What to produce:
Keep writing the news report on Daiichi Sankyo's first loss, picking up after its last sentence.

Daiichi Sankyo Posts First Loss

TOKYO -- Daiichi Sankyo Co. Tuesday reported a hefty loss for the financial year ended March due to the write-down of its investment in India's Ranbaxy Laboratories Ltd., and projected only a modest recovery this year under the weight of costs in bringing new products to the market.

Its net loss came to 335.80 billion yen, deeper than a 316 billion yen ($3.24 billion) loss the company forecast in late January and a consensus loss of 324 billion yen compiled by Thomson Reuters based on 14 analysts' forecasts.

The loss, however, was in line with market expectations following a local media report about the company's financial outlook earlier this month.

The first ever loss at Japan's third largest pharmaceutical maker by revenue and market capitalization, created from a merger of Sankyo and Daiichi Pharmaceutical in 2005, comes from heavy falls in the share price of Ranbaxy which it acquired last year.

Daiichi Sankyo agreed to buy a majority stake in Ranbaxy before the Food and Drug Administration of the U.S. in September banned the Indian generic drug maker from importing more than 30 generic drugs into the U.S. because of manufacturing violations at two plants in India.

Daiichi Sankyo, known for its blood pressure-lowering drug Benicar/Olmetec and antibacterial agent Cravit/Levaquin, said its sales in the just ended financial year slipped 4.3% to 842.15 billion yen mainly due to the strong yen.

While Daiichi Sankyo is considered by analysts to have the most promising list of new drugs in the development pipeline among Japanese pharmaceutical makers, such products won't come to market and boost the company's profits so soon.

Given records:
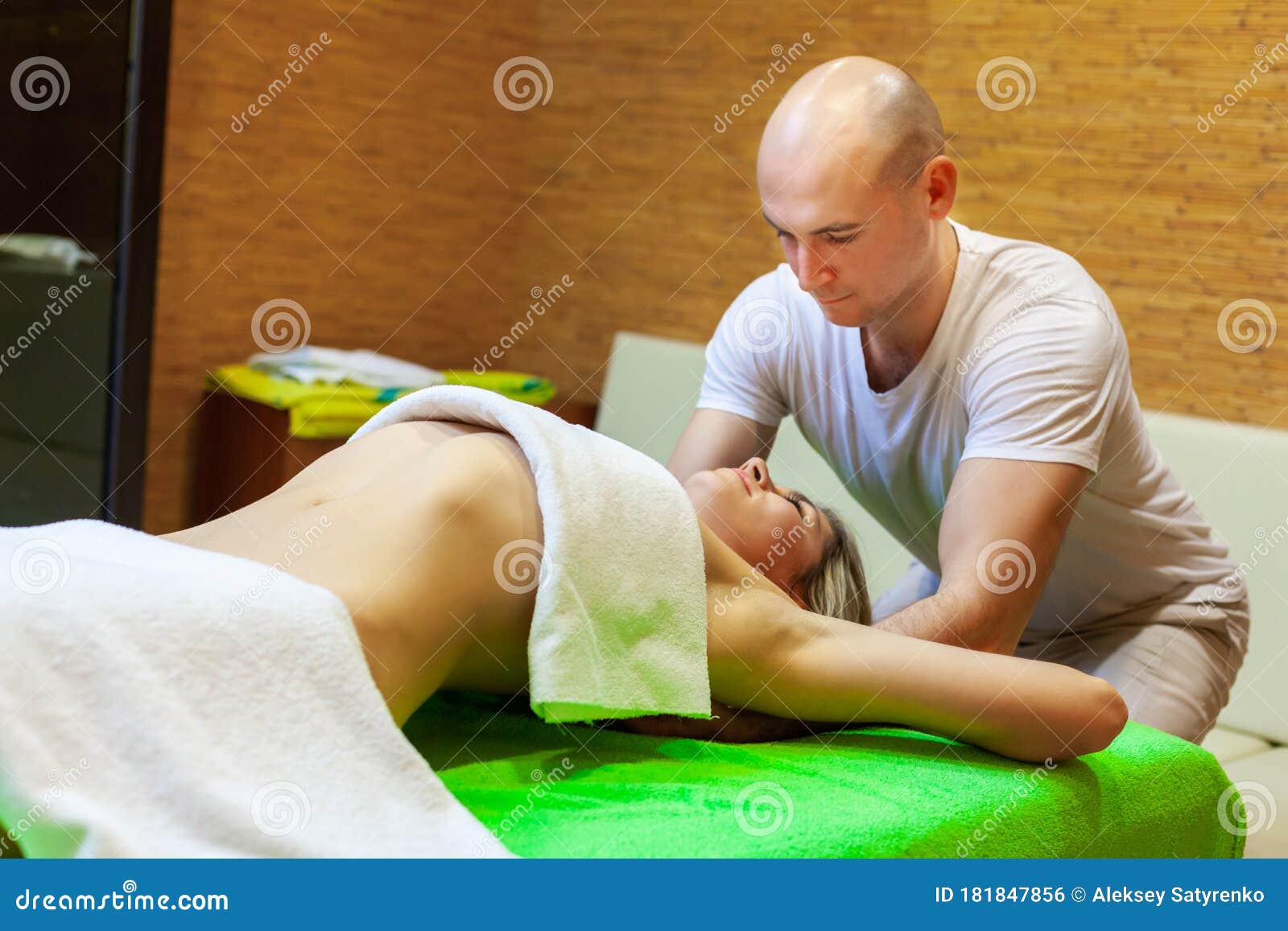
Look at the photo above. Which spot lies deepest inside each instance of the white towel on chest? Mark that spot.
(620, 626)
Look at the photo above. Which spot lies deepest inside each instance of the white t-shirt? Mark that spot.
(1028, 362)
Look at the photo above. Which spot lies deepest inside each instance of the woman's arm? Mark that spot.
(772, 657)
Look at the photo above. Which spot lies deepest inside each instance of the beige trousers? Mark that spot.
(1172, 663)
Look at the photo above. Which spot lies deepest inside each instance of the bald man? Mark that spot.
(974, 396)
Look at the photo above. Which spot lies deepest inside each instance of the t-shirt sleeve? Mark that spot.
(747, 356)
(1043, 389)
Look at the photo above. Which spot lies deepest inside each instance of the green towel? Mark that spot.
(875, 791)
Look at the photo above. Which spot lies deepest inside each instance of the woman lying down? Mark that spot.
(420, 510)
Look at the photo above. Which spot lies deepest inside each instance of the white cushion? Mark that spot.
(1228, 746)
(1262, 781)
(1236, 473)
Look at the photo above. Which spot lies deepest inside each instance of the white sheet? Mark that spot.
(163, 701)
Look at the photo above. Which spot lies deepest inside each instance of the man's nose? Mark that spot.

Answer for this exercise:
Daiichi Sankyo forecasts a 14% rise in sales to 960 billion yen this financial year to March 2010, with 40 billion yen in net profit - or 59 billion yen before consolidation of Ranbaxy. However, this is far short of 97.66 billion yen net profit booked in the year ended March 2008, just before the Indian company acquisition.

Despite solid sales of its main drugs, the Japanese company expects the stronger yen and costs for clinical studies and sales promotion for new treatments - including heart drug Effient/Efient and blood clot preventing edoxaban - to hinder its profit recovery this year.

The modest profit guidance triggered heavy selling in Daiichi Sankyo's shares on the Tokyo Stock Exchange, losing 9.3% to 1,653 yen in heavy trading.

On Monday, Takeda Pharmaceutical Co., Japan's largest drug maker by revenue, also reported a net loss for the year ended March and provided unimpressive guidance for this financial year due to acquisition costs, the strong yen and limited contributions from new drugs.